'''
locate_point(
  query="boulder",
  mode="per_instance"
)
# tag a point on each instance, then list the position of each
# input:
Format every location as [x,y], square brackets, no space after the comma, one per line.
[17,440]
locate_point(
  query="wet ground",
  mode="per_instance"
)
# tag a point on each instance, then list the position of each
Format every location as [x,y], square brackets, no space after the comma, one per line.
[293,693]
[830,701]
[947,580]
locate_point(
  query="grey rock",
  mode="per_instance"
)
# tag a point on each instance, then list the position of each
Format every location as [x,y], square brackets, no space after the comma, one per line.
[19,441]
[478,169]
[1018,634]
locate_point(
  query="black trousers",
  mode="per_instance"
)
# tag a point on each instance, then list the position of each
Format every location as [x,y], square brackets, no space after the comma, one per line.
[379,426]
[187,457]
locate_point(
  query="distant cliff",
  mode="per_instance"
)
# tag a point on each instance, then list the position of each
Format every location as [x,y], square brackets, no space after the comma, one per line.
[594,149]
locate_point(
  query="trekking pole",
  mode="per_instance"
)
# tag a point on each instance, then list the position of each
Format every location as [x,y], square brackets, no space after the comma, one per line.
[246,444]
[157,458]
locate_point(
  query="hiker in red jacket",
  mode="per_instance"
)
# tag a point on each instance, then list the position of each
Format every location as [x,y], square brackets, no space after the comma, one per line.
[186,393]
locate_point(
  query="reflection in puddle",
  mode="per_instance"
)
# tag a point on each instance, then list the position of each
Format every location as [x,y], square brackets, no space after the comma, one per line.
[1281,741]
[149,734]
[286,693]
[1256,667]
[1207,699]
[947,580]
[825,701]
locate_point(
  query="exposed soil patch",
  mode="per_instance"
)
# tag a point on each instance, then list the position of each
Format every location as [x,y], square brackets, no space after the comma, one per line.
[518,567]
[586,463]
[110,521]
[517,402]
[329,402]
'''
:: Directive ::
Could you reproduce every record above exactly as it appears?

:: Task response ::
locate_point(
  query="boulder",
  mode="per_instance"
)
# tag a point on each instance, then list the position of each
# input:
Format every location as [x,y], square brackets, no space after the comma, one per line.
[17,440]
locate_point(
  query="wet ground",
  mode="per_instance"
)
# tag a point on each instance, then list the position of each
Format every location as [x,y], square brackets, no space after the comma, one per line.
[293,693]
[830,701]
[947,580]
locate_point(
  query="grey rock",
  mode="per_instance"
)
# tag a point on each instance, then list the position of each
Format every location as [x,y], square brackets, no space after the comma, one per line.
[19,441]
[478,169]
[1018,634]
locate_point(
  query="black trousers",
  mode="per_instance"
)
# tag a point on each instance, then list the position of each
Format every location as [x,y], square brackets, no space after the comma, one per line.
[379,426]
[187,457]
locate_point(
  query="distant cliff",
  mode="per_instance"
)
# tag a point on each instance, then list the position of each
Format every location as [x,y], square brackets, no space after the comma, one per line.
[594,149]
locate_point(
  query="trekking pole",
  mode="per_instance"
)
# tag a point on each instance, then list the position of each
Format every location as [x,y], square brackets, no space after the comma, one per line.
[246,444]
[157,458]
locate_point(
  query="hiker in red jacket",
  mode="per_instance"
)
# tag a point on each instance, then list the position of each
Format every location as [x,y], square brackets, no space after the comma, one per line.
[186,393]
locate_point(
  query="reflection in puddle",
  mode="per_instance"
)
# tag a point on each instance, then list the position of each
Format every location as [x,y], square brackets, no space after the comma, one per line.
[1281,741]
[149,734]
[286,693]
[1256,667]
[1207,699]
[947,580]
[825,701]
locate_point(
  query="exposed soil patch",
  mode="per_instance"
)
# tag a point on each instance, then list the position of each
Format every location as [x,y], square brackets, no space after the comma, one per line.
[518,567]
[586,463]
[110,521]
[517,402]
[329,402]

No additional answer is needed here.